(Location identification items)
++++++++++++++++++++
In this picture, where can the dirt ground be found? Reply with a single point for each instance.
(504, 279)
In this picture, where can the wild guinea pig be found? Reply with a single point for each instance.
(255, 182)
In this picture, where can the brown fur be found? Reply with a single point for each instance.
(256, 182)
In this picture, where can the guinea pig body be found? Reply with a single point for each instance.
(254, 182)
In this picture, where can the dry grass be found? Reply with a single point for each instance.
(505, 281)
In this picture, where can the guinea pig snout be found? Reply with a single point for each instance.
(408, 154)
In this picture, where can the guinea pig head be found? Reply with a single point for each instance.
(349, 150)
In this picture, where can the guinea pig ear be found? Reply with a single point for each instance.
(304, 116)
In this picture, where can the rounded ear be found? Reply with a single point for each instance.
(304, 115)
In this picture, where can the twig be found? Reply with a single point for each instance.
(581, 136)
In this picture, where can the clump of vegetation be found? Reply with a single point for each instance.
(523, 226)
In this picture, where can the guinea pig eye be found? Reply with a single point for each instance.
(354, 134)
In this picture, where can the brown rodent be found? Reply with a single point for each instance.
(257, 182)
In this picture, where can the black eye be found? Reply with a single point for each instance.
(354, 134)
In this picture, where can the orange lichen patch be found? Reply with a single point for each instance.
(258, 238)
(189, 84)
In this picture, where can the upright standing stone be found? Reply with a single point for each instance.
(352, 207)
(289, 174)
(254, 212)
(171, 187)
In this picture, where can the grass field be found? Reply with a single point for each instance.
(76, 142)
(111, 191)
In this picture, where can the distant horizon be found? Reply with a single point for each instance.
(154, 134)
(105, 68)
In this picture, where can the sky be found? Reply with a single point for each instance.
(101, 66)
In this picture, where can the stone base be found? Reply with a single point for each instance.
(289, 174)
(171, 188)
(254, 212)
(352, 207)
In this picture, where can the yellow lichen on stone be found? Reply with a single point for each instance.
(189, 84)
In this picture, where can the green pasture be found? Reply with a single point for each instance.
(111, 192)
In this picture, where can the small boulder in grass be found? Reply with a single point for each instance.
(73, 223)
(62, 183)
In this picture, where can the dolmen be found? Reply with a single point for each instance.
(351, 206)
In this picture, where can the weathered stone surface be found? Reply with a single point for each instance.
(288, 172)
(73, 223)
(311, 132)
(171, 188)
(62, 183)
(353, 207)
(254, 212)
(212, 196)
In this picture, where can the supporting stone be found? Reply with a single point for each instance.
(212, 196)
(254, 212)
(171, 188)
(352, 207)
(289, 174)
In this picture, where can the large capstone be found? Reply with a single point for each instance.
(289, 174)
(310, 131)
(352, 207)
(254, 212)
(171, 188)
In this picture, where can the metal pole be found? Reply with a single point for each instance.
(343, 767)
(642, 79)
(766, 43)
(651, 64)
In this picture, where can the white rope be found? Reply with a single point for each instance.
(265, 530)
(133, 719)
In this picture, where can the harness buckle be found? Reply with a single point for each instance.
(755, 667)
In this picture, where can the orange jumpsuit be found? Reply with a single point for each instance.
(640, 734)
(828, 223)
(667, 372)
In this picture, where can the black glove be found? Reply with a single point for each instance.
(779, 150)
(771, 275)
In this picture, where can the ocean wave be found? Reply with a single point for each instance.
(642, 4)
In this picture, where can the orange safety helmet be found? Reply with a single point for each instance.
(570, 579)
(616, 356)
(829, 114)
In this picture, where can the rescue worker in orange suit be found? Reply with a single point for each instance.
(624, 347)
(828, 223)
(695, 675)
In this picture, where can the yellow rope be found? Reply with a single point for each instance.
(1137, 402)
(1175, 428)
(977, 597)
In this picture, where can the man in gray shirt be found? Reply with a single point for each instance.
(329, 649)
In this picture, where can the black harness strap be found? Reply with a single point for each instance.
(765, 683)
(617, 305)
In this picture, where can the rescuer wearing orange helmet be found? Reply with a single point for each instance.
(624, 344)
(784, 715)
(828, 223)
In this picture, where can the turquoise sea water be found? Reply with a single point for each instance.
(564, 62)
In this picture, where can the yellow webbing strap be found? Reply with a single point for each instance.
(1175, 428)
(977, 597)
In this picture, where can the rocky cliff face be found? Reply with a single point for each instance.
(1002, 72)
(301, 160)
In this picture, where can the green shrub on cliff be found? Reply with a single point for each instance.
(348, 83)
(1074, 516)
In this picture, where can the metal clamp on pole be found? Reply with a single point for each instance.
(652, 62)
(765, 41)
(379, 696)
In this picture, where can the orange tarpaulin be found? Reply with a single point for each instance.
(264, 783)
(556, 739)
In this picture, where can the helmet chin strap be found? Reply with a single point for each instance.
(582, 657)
++++++++++++++++++++
Repeat every record, exactly as written.

In this picture, where can the dirt ground be found? Reply with a single point for each instance.
(504, 279)
In this picture, where can the wild guinea pig be found? Reply with a single point for each instance.
(255, 182)
In this picture, where can the brown fur be found? Reply with a single point for each instance.
(256, 182)
In this picture, where can the guinea pig body be found? Reply with a single point for each instance.
(254, 182)
In this picture, where can the dry grass be found? Reply with a single point for each instance.
(505, 281)
In this picture, where can the guinea pig snout be found? Reply with a single point for each instance.
(408, 154)
In this picture, where can the guinea pig head be found? Reply with a single point for each instance.
(349, 150)
In this picture, where can the guinea pig ear be found? Reply with a single point for each instance.
(304, 116)
In this picture, where can the rounded ear be found? Reply with a single point for each instance.
(304, 115)
In this picture, where can the twig be found? Reply with a single point for each instance.
(581, 136)
In this picture, where can the clump of vegetation be found? Reply with a single point for each instance.
(523, 226)
In this picture, where can the guinea pig eye be found? Reply with a single point for each instance.
(354, 134)
In this picture, where can the brown rodent be found? Reply with a single point for each instance.
(257, 182)
In this picture, where can the black eye be found? Reply with a single point for each instance.
(354, 134)
In this picture, where can the orange lichen patch be found? Reply with a single point for each instance.
(258, 238)
(189, 84)
In this picture, where can the upright standing stone be found? Reply with a single point for each instance.
(352, 207)
(289, 174)
(254, 212)
(171, 187)
In this picture, where can the grass field be found? Reply with a single point for each instance.
(76, 142)
(111, 191)
In this picture, where can the distant horizon be found? Reply with a single point for each instance.
(154, 134)
(105, 68)
In this picture, where can the sky be found? Reply with a single point for each instance.
(101, 66)
In this picture, where can the stone base be found? Reply with a single point for each instance.
(289, 174)
(171, 188)
(254, 212)
(352, 207)
In this picture, where can the yellow lichen on stone be found? Reply with a single point for each instance.
(189, 84)
In this picture, where can the green pasture be found? Reply with a single point for each instance.
(111, 192)
In this picture, where can the small boulder in grass be found? Reply with a single point for each instance.
(73, 223)
(62, 183)
In this picture, where can the dolmen be found? Reply with a single point for each instance.
(351, 206)
In this picture, where can the weathered stone surface be found? Reply with a single point for each instance.
(288, 172)
(73, 223)
(311, 132)
(171, 188)
(62, 183)
(353, 207)
(254, 212)
(212, 196)
In this picture, where can the supporting stone be found? Reply with a single point for each instance.
(212, 196)
(254, 212)
(171, 188)
(352, 207)
(289, 174)
In this picture, where can the large capstone be found? Reply with a single point for each instance.
(289, 174)
(310, 131)
(352, 207)
(254, 212)
(171, 188)
In this picture, where can the metal pole be found? Reply with a single point for each instance.
(343, 767)
(642, 79)
(766, 43)
(651, 64)
In this picture, where can the white rope be found? Reply with a single point for each instance.
(265, 530)
(133, 719)
In this picture, where can the harness buckle be found? Reply with a single point for each instance.
(755, 667)
In this picture, where can the orange jumpsuit be found? Reply with a single point for each instance.
(640, 734)
(828, 223)
(667, 372)
In this picture, where can the black glove be found? Reply with a single point for each instance.
(779, 150)
(771, 275)
In this picture, where can the ocean wave be found? Reply with a single point for each instance.
(642, 4)
In this picture, where can the orange safety helmet be found? Reply with a single point for each instance.
(570, 579)
(616, 356)
(829, 114)
In this picture, where can the rescue worker in orange suit be found? Reply with a single point for each instance.
(624, 347)
(828, 223)
(695, 675)
In this picture, where can the yellow rope be found? Reply with a single point for each instance.
(1137, 402)
(1175, 428)
(977, 597)
In this picture, where can the man in gray shirt be found? Reply with a single point for each instance.
(329, 649)
In this picture, where can the black harness strap be found? Reply with a single point for each instance.
(765, 683)
(617, 305)
In this picture, where can the rescuer wearing orange helmet be found? Reply with a single point for each instance.
(624, 344)
(784, 715)
(828, 223)
In this picture, where can the turquoise sea water be found? Reply with a single point for each instance.
(564, 62)
In this picture, where can the yellow webbing strap be found? Reply with a single point for each instance.
(1175, 428)
(977, 597)
In this picture, where can the rocky cliff face be found? Reply with a single point for each instance.
(1002, 72)
(301, 160)
In this picture, where can the green shrub on cliff be found? Reply with a single point for each instance.
(348, 83)
(1074, 516)
In this picture, where can the metal clamp on pole be found? Reply with a single point for each instance.
(652, 62)
(765, 41)
(379, 696)
In this picture, where can the orange tarpaulin be found? Reply with a single point for each instance.
(264, 783)
(556, 739)
In this picture, where can the helmet chin strap be found? Reply with a single point for each instance.
(582, 657)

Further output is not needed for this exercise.